### [TEXTO DE ORIGEM]

=-=-=

No contrapé, os comentaristas de sempre atestam como o machismo não se manifesta apenas na decisão de voto, mas no deboche de quem se nega a entender a questão como um todo. Eles não explicam, por exemplo, por que as mulheres, sendo a maioria dos eleitores, não chegam a 30% dos candidatos da disputa. Dilma e Marina são exceções, e não as regras, em um mundo ainda extremamente masculinizado como a política.

Basta lembrar (na verdade, não basta) que, no país governado há quase quatro anos por uma mulher, pontos fundamentais da luta feminina ainda são considerados tabus. A começar pela negação do Estado em entender a decisão sobre o próprio corpo como uma questão de saúde pública, e não de opinião, passando pela naturalização dos chamados crimes passionais, pelos números da violência doméstica, pela distância da remuneração entre homens e mulheres, pela agressividade das cantadas pelas ruas e pelo sexismo ainda predominante no ambiente de trabalho.

Não à toa, conforme mostrou no início do ano a pesquisa do Ipea sobre “Tolerância social à violência contra as mulheres”, 42,7% das pessoas dizem concordar com a frase “Mulher agredida continua com o parceiro porque gosta de apanhar”. Ou com a frase “se as mulheres soubessem como se comportar, haveria menos estupros”, aceita total ou parcialmente por 58,5% da população.

=-=-=

### [DADOS LISTADOS]

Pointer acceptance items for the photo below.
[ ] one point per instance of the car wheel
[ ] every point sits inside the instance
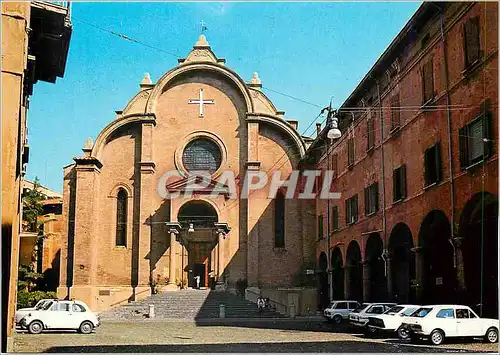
(35, 327)
(491, 335)
(369, 331)
(86, 327)
(403, 333)
(437, 337)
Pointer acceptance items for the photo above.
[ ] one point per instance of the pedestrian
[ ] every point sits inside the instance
(260, 303)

=-=-=

### [O QUE FAZER]
Transcreva do texto de origem, sem alterações, o trecho que começa em "No contrapé, os" e segue até "como a política.". Baseie-se somente no texto de origem.

### [RESULTADO DA TAREFA]
No contrapé, os comentaristas de sempre atestam como o machismo não se manifesta apenas na decisão de voto, mas no deboche de quem se nega a entender a questão como um todo. Eles não explicam, por exemplo, por que as mulheres, sendo a maioria dos eleitores, não chegam a 30% dos candidatos da disputa. Dilma e Marina são exceções, e não as regras, em um mundo ainda extremamente masculinizado como a política.